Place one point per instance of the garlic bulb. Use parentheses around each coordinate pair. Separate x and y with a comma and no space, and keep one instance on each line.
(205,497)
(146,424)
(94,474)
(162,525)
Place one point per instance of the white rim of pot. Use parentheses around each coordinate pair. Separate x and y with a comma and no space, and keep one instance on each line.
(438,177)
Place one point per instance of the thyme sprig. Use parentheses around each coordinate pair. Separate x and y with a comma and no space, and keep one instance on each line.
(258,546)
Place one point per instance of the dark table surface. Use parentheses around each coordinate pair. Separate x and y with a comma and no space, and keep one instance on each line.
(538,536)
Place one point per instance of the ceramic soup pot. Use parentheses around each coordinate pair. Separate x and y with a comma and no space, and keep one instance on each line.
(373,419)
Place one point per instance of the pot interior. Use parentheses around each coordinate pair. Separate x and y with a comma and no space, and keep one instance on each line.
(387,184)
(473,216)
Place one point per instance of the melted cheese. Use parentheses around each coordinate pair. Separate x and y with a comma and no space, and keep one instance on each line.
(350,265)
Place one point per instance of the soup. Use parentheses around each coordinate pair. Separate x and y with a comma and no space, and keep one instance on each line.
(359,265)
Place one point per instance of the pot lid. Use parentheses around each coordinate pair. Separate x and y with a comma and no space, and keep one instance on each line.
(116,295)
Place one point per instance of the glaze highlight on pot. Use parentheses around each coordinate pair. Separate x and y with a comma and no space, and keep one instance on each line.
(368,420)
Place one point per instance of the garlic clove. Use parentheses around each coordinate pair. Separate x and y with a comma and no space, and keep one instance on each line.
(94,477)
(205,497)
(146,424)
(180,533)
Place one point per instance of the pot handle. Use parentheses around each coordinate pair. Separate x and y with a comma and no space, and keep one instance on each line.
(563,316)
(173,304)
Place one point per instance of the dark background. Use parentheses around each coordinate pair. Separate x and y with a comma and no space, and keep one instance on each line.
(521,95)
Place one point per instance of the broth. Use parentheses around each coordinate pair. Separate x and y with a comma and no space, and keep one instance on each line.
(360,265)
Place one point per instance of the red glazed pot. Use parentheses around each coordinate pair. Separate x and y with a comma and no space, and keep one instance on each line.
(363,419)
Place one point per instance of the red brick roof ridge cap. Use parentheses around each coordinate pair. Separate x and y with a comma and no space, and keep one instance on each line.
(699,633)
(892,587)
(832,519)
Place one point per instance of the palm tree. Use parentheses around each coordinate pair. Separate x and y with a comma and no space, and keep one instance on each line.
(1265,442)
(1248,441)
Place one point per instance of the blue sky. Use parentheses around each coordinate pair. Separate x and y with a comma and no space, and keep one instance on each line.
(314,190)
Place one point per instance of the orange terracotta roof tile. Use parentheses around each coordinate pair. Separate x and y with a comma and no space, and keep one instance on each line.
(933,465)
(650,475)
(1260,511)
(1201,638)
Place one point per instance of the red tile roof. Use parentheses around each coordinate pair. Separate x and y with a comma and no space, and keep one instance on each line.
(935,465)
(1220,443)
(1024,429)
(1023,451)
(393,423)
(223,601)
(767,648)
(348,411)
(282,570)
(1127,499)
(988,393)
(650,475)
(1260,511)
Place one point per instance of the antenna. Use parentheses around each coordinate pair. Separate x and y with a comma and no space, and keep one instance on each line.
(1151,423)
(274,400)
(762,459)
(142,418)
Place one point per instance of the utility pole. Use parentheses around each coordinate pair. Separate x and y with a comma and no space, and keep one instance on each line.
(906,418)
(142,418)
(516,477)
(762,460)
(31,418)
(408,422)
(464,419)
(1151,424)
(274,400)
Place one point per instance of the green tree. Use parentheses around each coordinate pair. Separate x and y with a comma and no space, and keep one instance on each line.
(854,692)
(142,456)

## TASK DETAILS
Print all of the entries exactly as they are written.

## FULL ANSWER
Place one point per instance of the garlic bulb. Use parentheses around each coordinate pair. Separate x and y with a comma and no space, and keep one instance on each line.
(205,497)
(146,424)
(94,474)
(162,525)
Place one point per instance of the white rim of pot. Use parentheses around each coordinate pair. Separate x and y with a comma and no space, and keep one instance on each line.
(438,177)
Place one point per instance of the thyme sprig. Use parentheses around each coordinate pair. Separate x and y with a comma and no space, and keep one instance on each line.
(258,546)
Place one point per instance of the dark table surface. Use parentheses around each coordinate pair. Separate x and y with a comma and no space, and keep one instance on each line.
(538,536)
Place one point per instance of the ceramic soup pot. Use parentheses around each coordinate pair. Separate x and y with a comma and no space, and keep one instance on each line.
(373,419)
Place one point per instance of the pot interior. Use parentheses around each coordinate pair. Separate x and y with a comma and no space, and keep one instance on each line.
(387,184)
(473,216)
Place one point per instance of the melted cheese. Use parentheses around each coordinate pair. Separate x and y with a comma and no space, and keep one instance on each line.
(350,265)
Place one point per instance of the soup. Use parentheses around each coordinate pair. Separate x and y with a comma and no space, and keep one instance on each line.
(359,265)
Place one point per instance of the pot lid. Use parentheses around each coordinate pair. Separate x and y with a comma and no space, and keep one instance on each line.
(116,295)
Place one point per instance of the glaze highlight on pot. Use parentheses around each coordinate pair. Separate x and y with a comma and no space, and keep one instance on each line.
(368,420)
Place one point per instance of the garlic clove. Use parentheses around each coordinate pair. Separate x and y with a comma and no space, and keep one instance on each line.
(94,477)
(205,497)
(146,424)
(180,533)
Place one point per instance of the pot handle. Use parentheses around each coordinate pair. Separate x and y with a comma and no space, and keep one instance on each line.
(563,316)
(173,304)
Place one point per instance of the dark background. Use parentheses around each coordinate pair. Separate x and y with a comma and no space, and keep one instance on each line.
(521,95)
Place one point per instance of the broth. Use parentheses around each coordinate pair. Separate x and y with a comma and no space, and keep one instance on each line.
(360,265)
Place one point per instance of the red glazed pot. Use parentheses around each coordinate pair. Separate x and y with a comma and no space, and keep one instance on each line.
(363,419)
Place one point per instance of the red brick roof ridge cap. Use parentheses around each coordinate pair. Separate x and y with a comma and no space, and keep one instance on each line.
(699,633)
(892,587)
(832,519)
Place one point per instance of the palm tree. Use parentheses around each coordinate pair. Separate x and y with a comma and no space, and keep one instance on each line.
(1265,442)
(1248,441)
Place one point per instance of the blue sky. Use parentheses around each coordinate pair. Separate x and y with a comma and no space, and keep one instance on each line.
(314,190)
Place one point per instance of the orange terracotta roof tile. Use parentheses around each coordinate pair. Separate x and y with a comma and no space, and keep one instance on each line.
(933,465)
(650,475)
(1260,511)
(1201,638)
Place one point per instance of the red tile roof. Use parentheses around each coordinate pair. Separate x and y with a comma and no space, and keep one instance on each line.
(935,465)
(1220,443)
(1024,429)
(1023,451)
(393,423)
(223,601)
(767,648)
(348,411)
(282,570)
(1127,499)
(988,393)
(650,475)
(1260,511)
Place one point per instance of the antenna. Use parentheses around each coordinate pair. Separate x and y with a comma and no space, and keep one instance on each line.
(1151,423)
(274,400)
(762,459)
(142,418)
Place one point per instance of the utility pole. Use parentheses around each coordinate pair. Separate x and y with a comma and no space, and keep one instance on each line.
(906,418)
(142,418)
(516,477)
(762,460)
(31,418)
(408,422)
(464,419)
(1151,424)
(274,400)
Place one point per instance of the green tree. Use parentheses around each coordinate pair. Separate x and y with a comma and no space, and keep one instance on each line.
(854,692)
(142,456)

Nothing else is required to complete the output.